**Directions**
Every record must appear in your copy exactly as written, with no pictures.

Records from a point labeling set

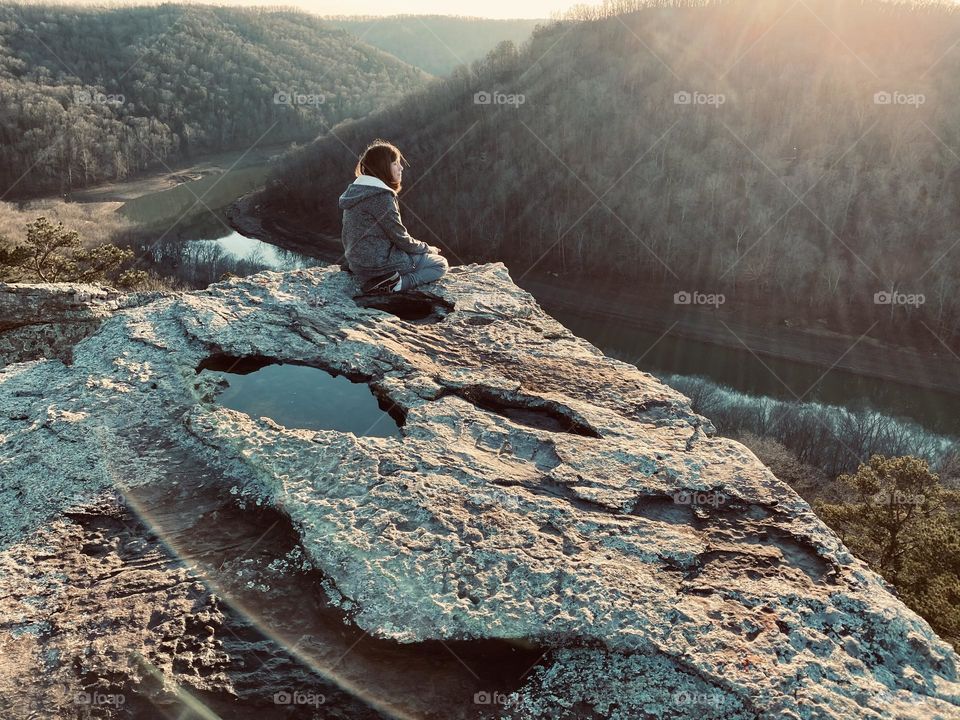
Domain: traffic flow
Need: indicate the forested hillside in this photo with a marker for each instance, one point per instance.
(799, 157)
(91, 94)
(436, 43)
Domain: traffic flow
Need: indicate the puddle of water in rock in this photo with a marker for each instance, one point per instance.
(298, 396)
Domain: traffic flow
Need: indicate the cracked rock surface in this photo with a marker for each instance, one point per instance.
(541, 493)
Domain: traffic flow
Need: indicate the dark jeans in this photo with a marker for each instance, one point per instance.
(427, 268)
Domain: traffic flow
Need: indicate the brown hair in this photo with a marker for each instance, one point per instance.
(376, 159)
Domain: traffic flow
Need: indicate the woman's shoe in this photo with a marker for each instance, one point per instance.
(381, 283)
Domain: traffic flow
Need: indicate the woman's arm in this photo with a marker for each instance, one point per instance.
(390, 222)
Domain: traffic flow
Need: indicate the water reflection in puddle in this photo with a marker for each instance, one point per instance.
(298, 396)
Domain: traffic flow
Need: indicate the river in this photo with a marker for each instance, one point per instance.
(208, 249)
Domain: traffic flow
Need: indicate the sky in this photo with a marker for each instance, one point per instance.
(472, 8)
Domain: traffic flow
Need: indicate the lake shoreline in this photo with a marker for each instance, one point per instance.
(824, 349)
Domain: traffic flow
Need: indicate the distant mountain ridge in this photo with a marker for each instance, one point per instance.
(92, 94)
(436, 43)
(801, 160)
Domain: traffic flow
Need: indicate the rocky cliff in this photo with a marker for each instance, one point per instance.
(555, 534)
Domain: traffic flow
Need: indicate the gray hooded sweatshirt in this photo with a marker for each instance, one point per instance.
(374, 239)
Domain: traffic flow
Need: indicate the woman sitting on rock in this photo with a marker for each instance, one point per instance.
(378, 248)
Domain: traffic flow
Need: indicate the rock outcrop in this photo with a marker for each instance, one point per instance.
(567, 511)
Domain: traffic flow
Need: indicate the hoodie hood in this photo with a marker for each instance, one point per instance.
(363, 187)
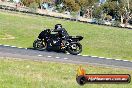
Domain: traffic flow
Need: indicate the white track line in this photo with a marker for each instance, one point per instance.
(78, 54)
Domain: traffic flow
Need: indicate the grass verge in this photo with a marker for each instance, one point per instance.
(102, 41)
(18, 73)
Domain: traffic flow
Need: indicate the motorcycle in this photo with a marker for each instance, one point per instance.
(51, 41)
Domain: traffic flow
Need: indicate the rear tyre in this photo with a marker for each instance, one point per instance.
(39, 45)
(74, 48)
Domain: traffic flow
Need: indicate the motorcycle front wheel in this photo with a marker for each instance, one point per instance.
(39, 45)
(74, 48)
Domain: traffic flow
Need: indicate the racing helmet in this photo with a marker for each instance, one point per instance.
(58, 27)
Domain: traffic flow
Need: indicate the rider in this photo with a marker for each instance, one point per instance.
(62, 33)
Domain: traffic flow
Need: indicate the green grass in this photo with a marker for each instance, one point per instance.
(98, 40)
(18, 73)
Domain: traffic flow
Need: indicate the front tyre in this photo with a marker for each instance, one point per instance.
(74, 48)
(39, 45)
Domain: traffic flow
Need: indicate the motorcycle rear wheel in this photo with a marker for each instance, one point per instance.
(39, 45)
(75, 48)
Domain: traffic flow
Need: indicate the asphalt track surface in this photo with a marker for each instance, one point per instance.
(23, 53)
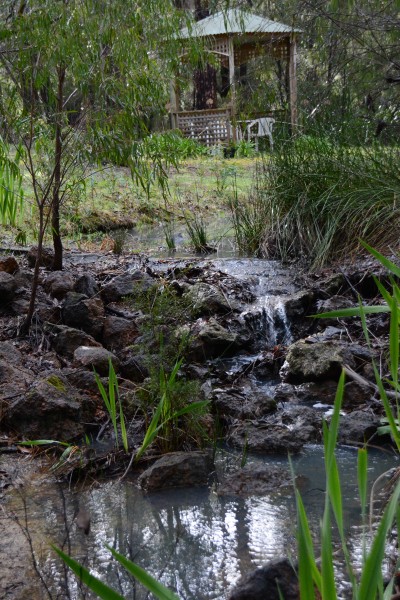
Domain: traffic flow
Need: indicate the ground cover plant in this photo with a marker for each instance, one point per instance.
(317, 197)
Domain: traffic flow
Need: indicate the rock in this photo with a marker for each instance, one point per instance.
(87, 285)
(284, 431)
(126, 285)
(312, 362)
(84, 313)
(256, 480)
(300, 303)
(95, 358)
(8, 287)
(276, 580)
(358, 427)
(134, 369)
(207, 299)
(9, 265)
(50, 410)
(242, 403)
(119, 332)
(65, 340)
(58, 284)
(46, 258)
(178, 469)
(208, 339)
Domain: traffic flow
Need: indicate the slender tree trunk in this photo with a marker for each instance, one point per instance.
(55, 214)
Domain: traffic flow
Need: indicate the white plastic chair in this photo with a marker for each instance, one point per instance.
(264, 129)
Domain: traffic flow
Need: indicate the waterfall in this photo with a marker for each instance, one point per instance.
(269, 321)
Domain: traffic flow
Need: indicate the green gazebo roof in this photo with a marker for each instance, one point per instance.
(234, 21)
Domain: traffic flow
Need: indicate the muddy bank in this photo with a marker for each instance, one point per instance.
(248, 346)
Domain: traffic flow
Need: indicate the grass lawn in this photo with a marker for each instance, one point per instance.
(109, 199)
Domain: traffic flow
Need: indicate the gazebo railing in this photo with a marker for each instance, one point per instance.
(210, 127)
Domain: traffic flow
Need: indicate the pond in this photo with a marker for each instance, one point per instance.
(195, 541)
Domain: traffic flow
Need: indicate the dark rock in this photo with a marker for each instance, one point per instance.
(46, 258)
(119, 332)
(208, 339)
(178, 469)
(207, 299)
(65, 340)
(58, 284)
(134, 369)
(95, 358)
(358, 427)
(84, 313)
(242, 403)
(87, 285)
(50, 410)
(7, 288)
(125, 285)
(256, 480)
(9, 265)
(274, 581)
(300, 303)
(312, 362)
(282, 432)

**Full output**
Domain: traffic flow
Need: indicate the forested hillside in this photo with a marker for each instance, one point per instance.
(799, 157)
(91, 94)
(436, 43)
Domain: traffic flow
Need: indicate the puddle of water in rock in this photo with a marker for each instance, one point per instance.
(298, 396)
Domain: traffic flow
Need: indicate the cracked rock surface in this photo with a marker for each instance, one point per instance.
(541, 493)
Domain: traffic flow
Need: indicate the dark jeans in this photo with a marker for each instance, one point per instance.
(427, 268)
Domain: traffic flow
Need: indicate the brown hair in this photo with a marker for each instance, one point per instance.
(376, 159)
Domain: traffic flow
Need: indicate the woman's shoe in this photo with a marker for each instance, one point per instance.
(381, 283)
Domain: traffic flow
Need: indicate the woman's arm in this photo with a marker for each instance, one point per instance.
(390, 222)
Domain: traffic flow
Need: indicate the water reflection in puddle in this photo with a marker for each instance, one point per instance.
(298, 396)
Domain: traffic flow
Need: indicate the river in this photo with a marker for each instance, one point per instance.
(208, 249)
Domain: traffic flow
Need: indicate the sky in this photo with a marker for each instance, one point per instance.
(472, 8)
Domain: traffic flow
Need: indicate the lake shoreline in this photo with a marker for each instance, one point per instance.
(824, 349)
Domain: traffic flow
Need: indicate the distant mountain ridge in this photo with a marker for each instance, one point per instance.
(92, 94)
(436, 43)
(801, 160)
Domain: traffic flow
Need: indicate the rocky cliff in this photo with a marker for each instance, one point per instance.
(555, 534)
Domain: traffic flow
Need: indicate the gray hooded sweatshirt in this photo with a marker for each instance, one point per instance.
(374, 239)
Domain: traffic flow
Need: indicate the woman sitting on rock in this photo with a marker for each instance, one point per instance.
(378, 248)
Domain: traffic flow
Need: indicate the rock outcrop in this photo with a marker for each instance, one point per instance.
(567, 511)
Domain: traffic flow
Need: indicate the hoodie hood in this photo with a marker for each instance, one point per instance.
(363, 187)
Domain: traffic flow
Need: indicate the white track line in this photo with a marker for each instance, one point per instance.
(78, 54)
Domain: traffic flow
Need: indicate the grass verge in this photo with a marker for each instance, one point per instance.
(102, 41)
(18, 73)
Domain: traffic flow
Need: indicate the motorcycle in this photo with a marker for each instance, one point per instance.
(51, 41)
Domain: traffic flow
Need: indicate the rear tyre in this photo with a marker for each instance, one point per instance.
(39, 45)
(74, 48)
Domain: traffic flow
Need: indicate the motorcycle front wheel in this photo with a marker for each instance, one point per instance.
(39, 45)
(74, 48)
Domain: traffic flow
Need: indicate the racing helmet in this photo with a marker for each instance, one point per instance.
(58, 27)
Domain: traffic flow
Need: indicate the rider in this photo with a marker for each instance, one point per instance.
(62, 33)
Domain: traffic flow
Need: indicate the green grass in this photo with a marker for each instance, one point per instance.
(98, 40)
(18, 73)
Domain: traffic flow
Need: indicate the front tyre in this photo with a marker for each instance, one point per instance.
(74, 48)
(39, 45)
Domain: traffic flow
Need: indicate the motorcycle rear wheel in this photo with a marker for each instance, one point per instance.
(39, 45)
(75, 48)
Domain: traffic flow
Need: indicate the asphalt track surface in this photo with a marker for each instance, one point per instance.
(23, 53)
Domain: traffic flow
Need: indicate the ground cover plant in this photo with a marker for each instance, one point per instance.
(317, 197)
Domain: traffic flow
Need: indicate the rock in this photo with a marker for each instance, one point per instance.
(87, 285)
(284, 431)
(126, 285)
(312, 362)
(84, 313)
(256, 480)
(300, 303)
(95, 358)
(8, 287)
(276, 580)
(358, 427)
(134, 369)
(207, 299)
(9, 265)
(50, 410)
(242, 403)
(119, 332)
(65, 340)
(58, 284)
(46, 258)
(178, 469)
(208, 339)
Domain: traffic flow
Need: indicate the slender tree trunk in this photo with a marker for each instance, one point per instance.
(55, 214)
Domain: traffic flow
Need: indicate the white plastic chair in this photo with a marker for each instance, one point per instance.
(264, 129)
Domain: traffic flow
Need: indicate the waterfall in this photo with a marker for each instance, one point per instance.
(269, 321)
Domain: traffic flow
Need: indicate the green gazebo roof in this photo with a marker for each instance, one point per instance.
(234, 21)
Domain: traffic flow
Need: indicate the muddy bank in this photo with a marker for each instance, one point per instance.
(248, 346)
Domain: traffic flow
Need: indicate the grass lawn in this photo with a marker for each instance, one point per instance.
(109, 199)
Domain: traffic flow
Need: indicate the gazebo railing in this photo with a marker for each instance, one point per instance.
(210, 127)
Domain: traffic flow
Need: indicate the pond in this photo with a marker for each instance, one point per instance.
(195, 541)
Domain: traffic flow
Need: indicate the dark rock in this photo with a marker for each instance, one point per instance.
(46, 258)
(119, 332)
(208, 339)
(178, 469)
(207, 299)
(65, 340)
(58, 284)
(134, 369)
(95, 358)
(358, 427)
(84, 313)
(242, 403)
(87, 285)
(50, 410)
(7, 288)
(125, 285)
(256, 480)
(9, 265)
(274, 581)
(300, 303)
(312, 362)
(282, 432)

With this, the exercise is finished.